_What to do_. For each record, copy the text exactly and omit any picture it holds.

======== Records supplied ========

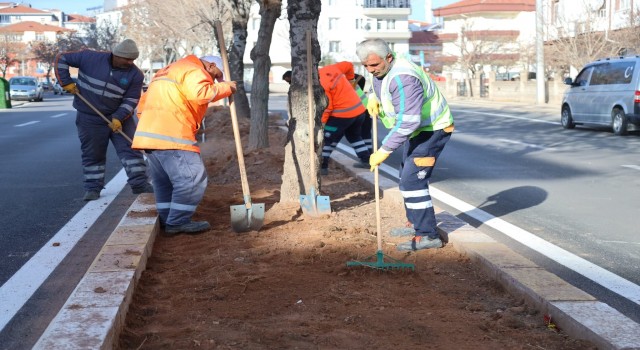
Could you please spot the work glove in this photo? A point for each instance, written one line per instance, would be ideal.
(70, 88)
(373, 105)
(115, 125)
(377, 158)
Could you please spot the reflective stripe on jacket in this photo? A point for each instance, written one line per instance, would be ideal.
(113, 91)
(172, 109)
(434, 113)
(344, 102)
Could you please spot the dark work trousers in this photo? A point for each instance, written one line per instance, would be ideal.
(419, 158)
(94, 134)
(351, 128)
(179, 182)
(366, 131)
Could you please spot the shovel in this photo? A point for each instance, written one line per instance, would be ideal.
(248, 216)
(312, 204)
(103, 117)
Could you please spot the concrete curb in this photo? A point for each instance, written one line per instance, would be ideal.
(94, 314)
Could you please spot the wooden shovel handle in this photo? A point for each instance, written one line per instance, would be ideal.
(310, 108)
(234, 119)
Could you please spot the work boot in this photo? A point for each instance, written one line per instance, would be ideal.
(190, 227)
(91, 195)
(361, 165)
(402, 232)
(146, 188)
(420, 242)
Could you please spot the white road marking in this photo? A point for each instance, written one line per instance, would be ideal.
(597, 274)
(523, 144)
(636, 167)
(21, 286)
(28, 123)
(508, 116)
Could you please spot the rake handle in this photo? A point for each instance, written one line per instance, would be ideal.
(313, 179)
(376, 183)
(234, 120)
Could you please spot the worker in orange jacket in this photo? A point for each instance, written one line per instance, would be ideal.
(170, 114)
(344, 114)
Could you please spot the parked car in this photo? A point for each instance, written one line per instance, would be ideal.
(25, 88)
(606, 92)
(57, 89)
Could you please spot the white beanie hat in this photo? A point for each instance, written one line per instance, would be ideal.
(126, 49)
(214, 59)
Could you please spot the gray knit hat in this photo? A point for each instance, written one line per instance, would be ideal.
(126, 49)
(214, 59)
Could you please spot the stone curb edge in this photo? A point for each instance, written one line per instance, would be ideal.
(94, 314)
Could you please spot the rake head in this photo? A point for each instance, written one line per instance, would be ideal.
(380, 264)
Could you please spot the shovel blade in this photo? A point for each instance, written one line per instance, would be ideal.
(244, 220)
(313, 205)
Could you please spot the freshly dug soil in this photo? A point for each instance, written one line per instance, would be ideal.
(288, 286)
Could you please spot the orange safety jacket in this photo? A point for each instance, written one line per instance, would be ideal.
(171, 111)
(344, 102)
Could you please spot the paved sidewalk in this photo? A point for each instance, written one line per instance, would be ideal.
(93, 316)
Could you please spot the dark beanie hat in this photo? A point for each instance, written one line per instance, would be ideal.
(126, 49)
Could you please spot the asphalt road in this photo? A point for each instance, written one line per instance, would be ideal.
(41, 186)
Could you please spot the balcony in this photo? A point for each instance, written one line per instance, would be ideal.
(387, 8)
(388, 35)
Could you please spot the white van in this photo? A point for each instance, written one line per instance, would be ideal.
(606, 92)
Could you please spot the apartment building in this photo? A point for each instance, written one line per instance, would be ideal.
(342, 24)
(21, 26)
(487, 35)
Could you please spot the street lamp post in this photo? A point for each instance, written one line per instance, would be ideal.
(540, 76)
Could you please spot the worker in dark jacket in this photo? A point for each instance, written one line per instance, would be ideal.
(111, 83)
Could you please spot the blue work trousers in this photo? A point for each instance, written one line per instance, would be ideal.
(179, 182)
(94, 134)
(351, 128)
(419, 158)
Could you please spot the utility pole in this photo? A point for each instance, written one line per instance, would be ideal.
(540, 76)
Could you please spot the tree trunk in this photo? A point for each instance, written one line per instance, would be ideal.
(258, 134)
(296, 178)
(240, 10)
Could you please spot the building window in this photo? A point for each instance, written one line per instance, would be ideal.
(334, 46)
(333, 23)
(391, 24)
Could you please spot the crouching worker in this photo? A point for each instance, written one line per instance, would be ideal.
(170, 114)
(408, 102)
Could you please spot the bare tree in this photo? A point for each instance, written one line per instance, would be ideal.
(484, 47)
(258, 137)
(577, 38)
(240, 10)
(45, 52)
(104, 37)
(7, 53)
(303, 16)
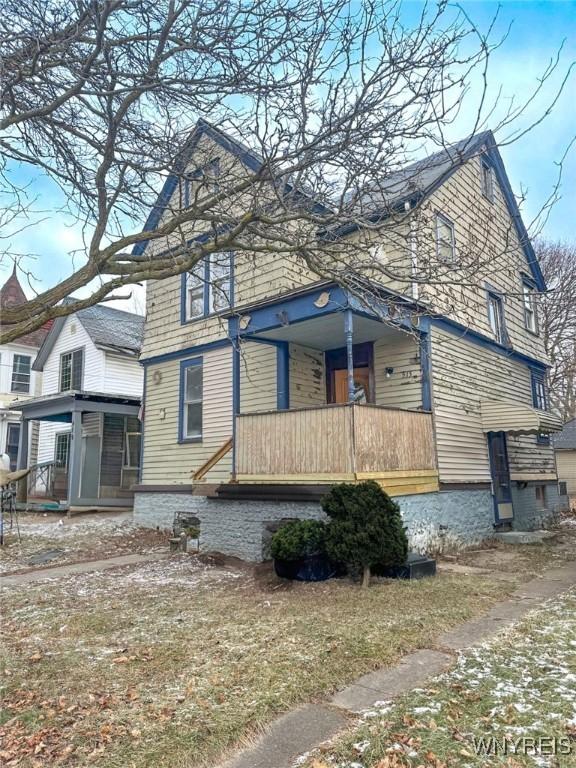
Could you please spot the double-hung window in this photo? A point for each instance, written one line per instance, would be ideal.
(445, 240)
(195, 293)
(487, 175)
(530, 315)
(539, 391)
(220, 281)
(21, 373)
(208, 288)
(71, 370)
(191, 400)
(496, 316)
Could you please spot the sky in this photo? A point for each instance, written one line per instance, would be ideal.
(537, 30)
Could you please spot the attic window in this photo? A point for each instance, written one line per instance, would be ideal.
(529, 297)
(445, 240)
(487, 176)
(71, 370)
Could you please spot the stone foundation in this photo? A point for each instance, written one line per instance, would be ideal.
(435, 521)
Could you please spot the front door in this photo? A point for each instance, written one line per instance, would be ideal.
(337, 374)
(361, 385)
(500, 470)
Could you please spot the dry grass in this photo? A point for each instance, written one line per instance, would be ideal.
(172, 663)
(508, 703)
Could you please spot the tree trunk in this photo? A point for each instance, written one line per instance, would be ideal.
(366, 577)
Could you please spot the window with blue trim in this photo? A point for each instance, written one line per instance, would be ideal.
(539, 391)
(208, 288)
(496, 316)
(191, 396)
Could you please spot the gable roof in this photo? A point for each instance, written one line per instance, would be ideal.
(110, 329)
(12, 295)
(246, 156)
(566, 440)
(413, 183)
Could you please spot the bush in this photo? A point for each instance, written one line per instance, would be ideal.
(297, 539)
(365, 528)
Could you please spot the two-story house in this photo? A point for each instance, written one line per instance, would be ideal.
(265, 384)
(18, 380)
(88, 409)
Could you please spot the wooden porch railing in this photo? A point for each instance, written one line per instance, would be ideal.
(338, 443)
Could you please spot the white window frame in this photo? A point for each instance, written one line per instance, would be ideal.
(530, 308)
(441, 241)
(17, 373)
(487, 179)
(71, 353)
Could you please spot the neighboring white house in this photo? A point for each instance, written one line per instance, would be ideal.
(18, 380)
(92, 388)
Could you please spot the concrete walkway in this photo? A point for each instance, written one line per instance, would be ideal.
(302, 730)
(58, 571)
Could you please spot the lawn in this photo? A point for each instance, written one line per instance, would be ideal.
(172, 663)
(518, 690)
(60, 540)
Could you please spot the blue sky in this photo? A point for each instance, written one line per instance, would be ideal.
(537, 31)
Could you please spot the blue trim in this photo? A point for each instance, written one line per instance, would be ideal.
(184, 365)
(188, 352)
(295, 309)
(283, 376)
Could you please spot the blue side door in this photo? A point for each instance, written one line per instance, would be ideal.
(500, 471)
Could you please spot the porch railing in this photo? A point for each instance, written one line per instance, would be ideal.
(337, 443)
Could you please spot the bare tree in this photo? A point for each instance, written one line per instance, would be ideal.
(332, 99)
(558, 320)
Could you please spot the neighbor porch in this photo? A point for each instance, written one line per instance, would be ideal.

========

_Task output_.
Could you please spot the work glove in this photo? A point for each instance, written one line per instance, would be ideal.
(70, 88)
(373, 105)
(115, 125)
(377, 158)
Could you please spot the reflective stripe on jacket in this photo? A point for each instance, written one line per instance, would be ideal.
(113, 91)
(172, 109)
(434, 113)
(344, 102)
Could you please spot the dark work trousers in this photo? A point for each instance, written one line per instance, would be ideal.
(419, 158)
(94, 134)
(351, 128)
(179, 182)
(366, 131)
Could you please spot the shovel in this photo? A point for each instance, written one line per instance, would be ideal.
(248, 216)
(312, 204)
(103, 117)
Could you please spot the concrete curb in this photo? A point for each instance, written one line per instance, would be ideal.
(94, 314)
Could you please spot the wooden shovel handle in this photo? A point for each instance, written one line per instance, would be ideal.
(310, 108)
(234, 119)
Could you please spot the work boot in this photo? A point for each instance, written one line per instance, would be ideal.
(190, 227)
(91, 195)
(361, 165)
(402, 232)
(146, 188)
(420, 242)
Could you please spot the white road marking in this photo? A point for each instance, written one line per instance, would be ideal.
(597, 274)
(523, 144)
(636, 167)
(21, 286)
(28, 123)
(508, 116)
Could you please spot the rake handle in this photo? A point for each instance, written one line per instance, would be ideal.
(313, 179)
(376, 183)
(234, 120)
Could you please spot the worker in orange jacket in this photo? A point for each instance, written one line per instance, would be ideal.
(170, 114)
(344, 114)
Could you please spot the parked car in this photo? A point for each instance, written one line per instance, would be ideal.
(25, 88)
(606, 92)
(57, 89)
Could you please spot the white beanie hat in this photo? A point for each instance, written one line per instance, would be ideal.
(126, 49)
(214, 59)
Could you please spot the gray knit hat in this photo? A point for each instance, written one line per instance, would be ideal.
(126, 49)
(214, 59)
Could you please spot the stone curb edge in this photo? A point for each instance, written one line per instance, would be ideal.
(94, 314)
Could you please spot the rake head in this photo? A point for each instance, written one line per instance, would be ideal.
(380, 264)
Could you please spot the shovel blade in this photo? A point for each instance, written one line per instance, would be ideal.
(244, 220)
(313, 205)
Could you please spot the freshly dug soil in this photo? A point for each instance, written one line per instance, would be ideal.
(288, 286)
Could you please spot the orange safety jacket in this photo? A point for each instance, written one line per instance, would be ideal.
(171, 111)
(344, 102)
Could you please spot the paved sidewalk in this photo? A point for each instance, written one line per instance, would be ideal.
(93, 316)
Could you please spot the dark beanie hat in this photo? A point for each instance, written one line per instance, would be ideal.
(126, 49)
Could you please spot the asphalt road in this photo? A point for each instance, written one line per instance, would be ideal.
(41, 186)
Could you please spot the balcony in this photo? A point for each instance, written one line per instance, would be ideal.
(387, 8)
(388, 35)
Could you please spot the white van in this photo? A point for each instance, written one line per instance, would be ideal.
(606, 92)
Could you please spot the apartment building in this photo? A point for each instance, written one line per instance, would be ideal.
(342, 24)
(21, 26)
(487, 35)
Could you please spot the street lamp post in this photo? A point for each instance, written one line per instance, would be ideal.
(540, 76)
Could you please spot the worker in dark jacket in this photo? A point for each instance, written one line per instance, would be ideal.
(111, 83)
Could you please spot the blue work trousers in this photo? A point for each instance, written one line per instance, would be ideal.
(179, 182)
(94, 134)
(351, 128)
(419, 158)
Could you please spot the utility pole in this photo? A point for each instance, written one line per instance, would be ideal.
(540, 76)
Could you please spot the tree trunk in this photo? A point for each instance, written one line per instance, would be ideal.
(258, 134)
(296, 178)
(240, 10)
Could you please spot the building window in this photo? A point for each instance, written one line per instance, would be ideal.
(334, 46)
(333, 23)
(391, 24)
Could you please spot the crouching worker in this photo? A point for each instance, written one line per instance, would be ideal.
(170, 114)
(408, 102)
Could you please spot the bare tree in this photo? A point for each instance, written one line per instance, would be ideal.
(484, 47)
(258, 137)
(577, 38)
(240, 10)
(45, 52)
(104, 37)
(7, 53)
(303, 16)
Could you please spot the double-hung window in this photo? A point for each instance, written one line per instance, would be ideal.
(445, 240)
(195, 293)
(487, 175)
(530, 315)
(539, 391)
(220, 281)
(21, 373)
(208, 288)
(71, 370)
(191, 400)
(496, 316)
Could you please spot the sky in this photo? A point for each instance, written one line per instance, would be ideal.
(537, 30)
Could you please spot the attic window in this photo? A point for each instance, written one line per instance, would be ideal.
(529, 297)
(445, 240)
(487, 176)
(71, 370)
Could you please spot the stone foundation in this photo? A point for each instance, written one line per instance, would be ideal.
(435, 521)
Could you please spot the front door in this photo? A point for each instance, written one line per instance, would be ideal.
(337, 374)
(361, 385)
(500, 470)
Could you please spot the dry grass in this photo? A point for each instance, written one line per instance, would be ideal.
(172, 663)
(508, 703)
Could you please spot the tree trunk in this photo? A point for each instance, written one line per instance, would be ideal.
(366, 577)
Could you please spot the window with blue trim in this photo? A point for each instance, written one line per instance, would be ideal.
(539, 391)
(208, 288)
(496, 316)
(191, 396)
Could you please spot the gable roof in this photo? A point for each instance, written one line per instance, would be ideal.
(110, 329)
(12, 295)
(246, 156)
(566, 440)
(413, 183)
Could you please spot the bush in this photo? A point for each instance, written one line per instance, would be ideal.
(297, 539)
(365, 528)
Could you please spot the two-story house in this photo? A point for each instance, written one line per instance, would be ideal.
(265, 384)
(18, 380)
(88, 409)
Could you please spot the wooden porch railing in this photo? A point for each instance, written one line per instance, would be ideal.
(338, 443)
Could you please spot the white window frame in this photo? A point for each instance, written one line per instance, would be ideal.
(530, 308)
(441, 241)
(17, 373)
(487, 179)
(71, 353)
Could you please spot the neighboring white house in this photo? A point for each instance, written one line per instance, would be ideal.
(18, 380)
(92, 388)
Could you please spot the concrete walkway in this photo? A point for each instance, written one line per instance, would be ideal.
(302, 730)
(58, 571)
Could you please spot the lawn in this photo? A point for each instance, written one line per instance, would be ideal.
(172, 663)
(518, 690)
(60, 540)
Could you please spot the blue sky in this photo? A point for each instance, written one line per instance, would be ideal.
(537, 31)
Could you please spot the blue trim in this photo? A point for each instance, written one line per instance, would be ideal.
(184, 365)
(188, 352)
(295, 309)
(283, 376)
Could you please spot the blue side door in this photo? A point for each instance, written one line per instance, would be ideal.
(500, 471)
Could you please spot the porch railing in this photo? A point for each instance, written one line per instance, would be ideal.
(337, 443)
Could you please spot the bare tree in this photo? A point for each instance, written one line per instance, would be ideal.
(332, 99)
(558, 320)
Could you please spot the neighbor porch in this photo? A point for each instance, written one line per instance, would be ideal.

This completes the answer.